For each statement below, say yes or no to whether it agrees with the personal finance interview, and support each answer with the deciding words quoted verbatim from the interview: (a) The first home bought was in the hometown, at age 24. (b) The emergency fund is held in stocks. (c) The family rents its house in Dubai.

Study text section start

I took a huge risk, but my safety net was my experience and my credentials. I believe my skillset will be of huge benefit to women. And men as well.

My number one thing is an emergency fund that I have in cash in an accessible bank account

Is there demand for finance coaching amid the pandemic?

Absolutely. People are becoming more conscious of the uncertainty, of their money, what they're spending, where they're spending and often have more time now to think about it. So many people have had pay cuts.

What is your approach to spending and saving?

I tend to be risk-averse and security is a massive thing; saving enough that I have security. That gave me the ability to do this (coaching), that I could be able to not have an income for a period of time.

I save to the point that I have security and then my next step is investing, but also spending on experiences, travel or a nice dress I want and know it’s a reasonable amount and I can afford. It’s a conscious balance.

How do you save?

My number one thing is an emergency fund that I have in cash in an accessible bank account. I’ve got property in Ireland and we own our house in Dubai. I have exchange-traded funds, bonds and some individual stocks. The plan is to diversify as much as possible.

What has been your best investment?

It’s not going to make me millions, but the first home I bought at 24 in my hometown. It’s holding its value and is constantly rented at a good rate. I never did anything too risky that gave me a great return. Slow and steady is what I do.

What is your most cherished purchase?

Our home that we live in. It’s probably not going to be the best financial decision, but we realised we love it here, the kids are happy, so we set down roots and bought the house. It’s grounding for them and us, and gives that security that you don’t have to move.

Carol Glynn - finance coach and founder of Conscious Finance Coaching.
(Photo: Reem Mohammed/The National)

Ms Glynn says having kids drastically changes one's philosophy on personal finance. Photo: Reem Mohammed / The National

Do you have a philosophy about personal finance?

I do and this evolves as you get older and circumstances and priorities change. Having kids really changes how you look at this kind of thing. For years, I thought I needed to make lots of money because I’ll be able to ‘do all these things’. What it really meant was I worked a lot harder, longer, travelled too much and was miserable. So for me, money brings security.

I have my emergency fund, enough that I can pay the mortgage, school fees and am able to give the kids the life and activities they enjoy. After that, it’s about freedom to do things you want to do.

So, do you have a healthier relationship with money?

Money would have been a stress point in my life. For a long time, I had that scarcity mindset of, ‘I always need to be making money’, and not because I want to be spending it on major things. That’s how I operated and kept going in my job and career. I was successful, which was great, but it didn’t bring me happiness.

I never did anything too risky that gave me a great return

Now, I have a much healthier relationship with money in that I see it like an enabler. It’s not the most significant thing, it doesn’t overshadow my life, whereas before it would have been a driver.

Do you pass such wisdom to your children?

I try to subtly do it, just have them thinking about it, the right approach to it. They’re a good age to be introduced to money. We’ve had a ‘have fun with sensible spending October’. There’s so much you can do here that doesn’t have to cost a lot. I like getting the kids thinking of ideas.

How well prepared are you for the future?

Setting up my own business is a risk. Going from a stable income is a change in our plans to what they would have been three years ago. But I’m confident and comfortable in what we have done. We’ve got a diversified portfolio. Where next and what does that look like … that’s the biggest unknown.

If you won Dh1 million, what would you spend it on?

I always had a dream, the five of us taking a year out to travel. I would put money towards that, invest the rest.

Study text section end
Supplied entries section start

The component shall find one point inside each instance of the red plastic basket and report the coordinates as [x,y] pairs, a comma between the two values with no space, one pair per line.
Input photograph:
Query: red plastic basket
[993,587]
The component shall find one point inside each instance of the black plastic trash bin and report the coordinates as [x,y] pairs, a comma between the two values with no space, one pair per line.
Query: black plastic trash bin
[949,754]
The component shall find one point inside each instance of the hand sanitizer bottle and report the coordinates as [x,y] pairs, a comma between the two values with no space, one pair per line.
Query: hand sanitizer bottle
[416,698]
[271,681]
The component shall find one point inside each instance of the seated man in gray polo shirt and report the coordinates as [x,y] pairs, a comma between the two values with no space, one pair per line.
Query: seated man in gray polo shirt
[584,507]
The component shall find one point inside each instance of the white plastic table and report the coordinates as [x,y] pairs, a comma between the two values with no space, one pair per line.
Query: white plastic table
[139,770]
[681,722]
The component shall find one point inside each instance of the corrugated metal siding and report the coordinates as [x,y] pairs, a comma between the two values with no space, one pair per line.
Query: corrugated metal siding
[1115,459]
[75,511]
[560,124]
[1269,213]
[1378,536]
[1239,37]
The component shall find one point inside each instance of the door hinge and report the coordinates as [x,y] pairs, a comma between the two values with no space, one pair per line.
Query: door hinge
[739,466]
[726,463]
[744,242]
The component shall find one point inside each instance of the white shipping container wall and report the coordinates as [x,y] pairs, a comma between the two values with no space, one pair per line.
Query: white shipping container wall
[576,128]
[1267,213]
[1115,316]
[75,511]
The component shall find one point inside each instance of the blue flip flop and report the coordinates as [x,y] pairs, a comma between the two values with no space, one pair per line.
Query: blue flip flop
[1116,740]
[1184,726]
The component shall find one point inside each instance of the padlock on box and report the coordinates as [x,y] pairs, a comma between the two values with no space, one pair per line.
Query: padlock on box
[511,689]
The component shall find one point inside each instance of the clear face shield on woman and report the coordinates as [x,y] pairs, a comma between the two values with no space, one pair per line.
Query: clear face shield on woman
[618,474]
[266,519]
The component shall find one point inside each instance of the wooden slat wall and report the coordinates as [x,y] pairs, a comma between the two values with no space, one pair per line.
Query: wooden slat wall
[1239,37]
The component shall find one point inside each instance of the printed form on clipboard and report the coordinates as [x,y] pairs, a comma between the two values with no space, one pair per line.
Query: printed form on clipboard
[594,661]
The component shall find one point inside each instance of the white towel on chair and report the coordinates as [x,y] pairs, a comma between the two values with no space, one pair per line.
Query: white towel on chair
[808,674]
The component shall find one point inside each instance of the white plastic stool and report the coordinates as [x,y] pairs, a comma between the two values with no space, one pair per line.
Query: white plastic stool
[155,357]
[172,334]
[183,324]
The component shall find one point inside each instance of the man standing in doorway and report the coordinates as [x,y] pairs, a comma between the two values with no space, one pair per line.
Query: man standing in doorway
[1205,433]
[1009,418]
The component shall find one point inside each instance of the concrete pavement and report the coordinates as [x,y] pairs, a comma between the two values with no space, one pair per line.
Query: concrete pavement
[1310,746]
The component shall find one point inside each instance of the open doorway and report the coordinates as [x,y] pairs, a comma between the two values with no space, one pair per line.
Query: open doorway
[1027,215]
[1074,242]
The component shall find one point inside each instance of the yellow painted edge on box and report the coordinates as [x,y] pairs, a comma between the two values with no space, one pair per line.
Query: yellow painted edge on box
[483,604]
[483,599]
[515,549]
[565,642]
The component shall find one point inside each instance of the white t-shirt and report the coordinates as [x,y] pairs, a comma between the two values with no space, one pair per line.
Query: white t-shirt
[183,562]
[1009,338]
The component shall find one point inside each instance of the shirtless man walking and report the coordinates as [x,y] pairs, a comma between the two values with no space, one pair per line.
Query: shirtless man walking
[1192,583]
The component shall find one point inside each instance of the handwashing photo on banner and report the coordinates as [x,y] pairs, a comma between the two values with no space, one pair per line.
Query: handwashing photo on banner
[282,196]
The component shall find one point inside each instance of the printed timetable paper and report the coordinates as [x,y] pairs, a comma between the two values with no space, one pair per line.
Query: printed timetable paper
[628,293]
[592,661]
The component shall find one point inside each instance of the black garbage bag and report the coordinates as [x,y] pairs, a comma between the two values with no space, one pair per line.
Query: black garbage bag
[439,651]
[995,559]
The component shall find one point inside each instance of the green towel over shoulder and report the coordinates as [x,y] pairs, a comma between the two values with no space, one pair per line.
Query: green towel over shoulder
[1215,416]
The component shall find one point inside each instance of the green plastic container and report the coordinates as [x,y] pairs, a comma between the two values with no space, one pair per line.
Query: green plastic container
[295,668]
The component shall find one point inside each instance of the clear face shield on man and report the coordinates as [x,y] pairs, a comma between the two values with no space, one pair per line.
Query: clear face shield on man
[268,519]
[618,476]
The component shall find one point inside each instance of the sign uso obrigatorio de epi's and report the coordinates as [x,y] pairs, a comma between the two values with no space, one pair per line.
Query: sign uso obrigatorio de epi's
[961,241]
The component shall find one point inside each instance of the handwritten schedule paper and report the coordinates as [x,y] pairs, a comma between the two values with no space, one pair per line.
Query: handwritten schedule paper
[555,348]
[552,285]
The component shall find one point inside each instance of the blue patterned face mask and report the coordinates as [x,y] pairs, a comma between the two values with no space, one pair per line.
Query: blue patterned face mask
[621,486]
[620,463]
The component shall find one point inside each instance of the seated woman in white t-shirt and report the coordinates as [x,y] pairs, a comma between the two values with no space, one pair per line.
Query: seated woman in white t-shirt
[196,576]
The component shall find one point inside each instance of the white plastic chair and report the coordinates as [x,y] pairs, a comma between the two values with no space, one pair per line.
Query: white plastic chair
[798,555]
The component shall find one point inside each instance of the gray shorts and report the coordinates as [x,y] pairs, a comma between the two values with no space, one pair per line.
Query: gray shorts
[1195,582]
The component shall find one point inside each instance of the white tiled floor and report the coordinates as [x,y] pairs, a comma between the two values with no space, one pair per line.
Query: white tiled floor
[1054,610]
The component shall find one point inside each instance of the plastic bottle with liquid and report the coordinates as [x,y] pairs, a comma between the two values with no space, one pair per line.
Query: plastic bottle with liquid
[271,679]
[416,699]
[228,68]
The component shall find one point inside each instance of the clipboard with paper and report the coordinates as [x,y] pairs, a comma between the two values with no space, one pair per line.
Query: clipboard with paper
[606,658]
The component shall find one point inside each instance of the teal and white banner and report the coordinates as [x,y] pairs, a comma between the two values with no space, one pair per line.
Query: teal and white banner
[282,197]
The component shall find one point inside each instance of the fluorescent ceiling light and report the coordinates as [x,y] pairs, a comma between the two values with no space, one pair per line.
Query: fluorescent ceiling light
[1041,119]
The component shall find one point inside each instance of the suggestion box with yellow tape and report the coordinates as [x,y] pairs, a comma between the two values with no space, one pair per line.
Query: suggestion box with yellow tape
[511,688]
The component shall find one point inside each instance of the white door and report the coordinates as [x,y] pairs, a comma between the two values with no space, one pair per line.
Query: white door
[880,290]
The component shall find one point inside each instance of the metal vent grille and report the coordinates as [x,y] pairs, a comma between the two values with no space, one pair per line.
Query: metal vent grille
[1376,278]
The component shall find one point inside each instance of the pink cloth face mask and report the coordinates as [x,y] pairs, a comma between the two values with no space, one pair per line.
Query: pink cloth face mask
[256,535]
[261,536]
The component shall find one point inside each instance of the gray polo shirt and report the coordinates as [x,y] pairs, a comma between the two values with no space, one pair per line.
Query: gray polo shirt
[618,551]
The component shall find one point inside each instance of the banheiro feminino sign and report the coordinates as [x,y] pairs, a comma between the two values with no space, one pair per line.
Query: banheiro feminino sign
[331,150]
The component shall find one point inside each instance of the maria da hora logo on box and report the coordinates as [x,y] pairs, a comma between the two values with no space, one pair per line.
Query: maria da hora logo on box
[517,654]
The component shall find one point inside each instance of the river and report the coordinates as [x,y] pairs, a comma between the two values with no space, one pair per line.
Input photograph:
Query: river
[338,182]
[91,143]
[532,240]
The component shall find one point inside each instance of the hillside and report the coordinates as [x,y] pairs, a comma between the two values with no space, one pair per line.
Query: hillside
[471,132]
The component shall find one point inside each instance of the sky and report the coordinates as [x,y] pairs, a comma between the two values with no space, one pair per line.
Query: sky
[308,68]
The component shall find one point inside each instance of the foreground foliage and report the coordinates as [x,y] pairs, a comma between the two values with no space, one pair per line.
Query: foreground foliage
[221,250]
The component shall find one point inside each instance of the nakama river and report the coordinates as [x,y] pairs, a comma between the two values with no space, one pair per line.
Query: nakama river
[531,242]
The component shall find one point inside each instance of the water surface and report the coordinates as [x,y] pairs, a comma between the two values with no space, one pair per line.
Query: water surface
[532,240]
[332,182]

Supplied entries section end

• **Answer to this problem**:
(a) Yes: "the first home I bought at 24 in my hometown"
(b) No: "an emergency fund that I have in cash in an accessible bank account"
(c) No: "we own our house in Dubai"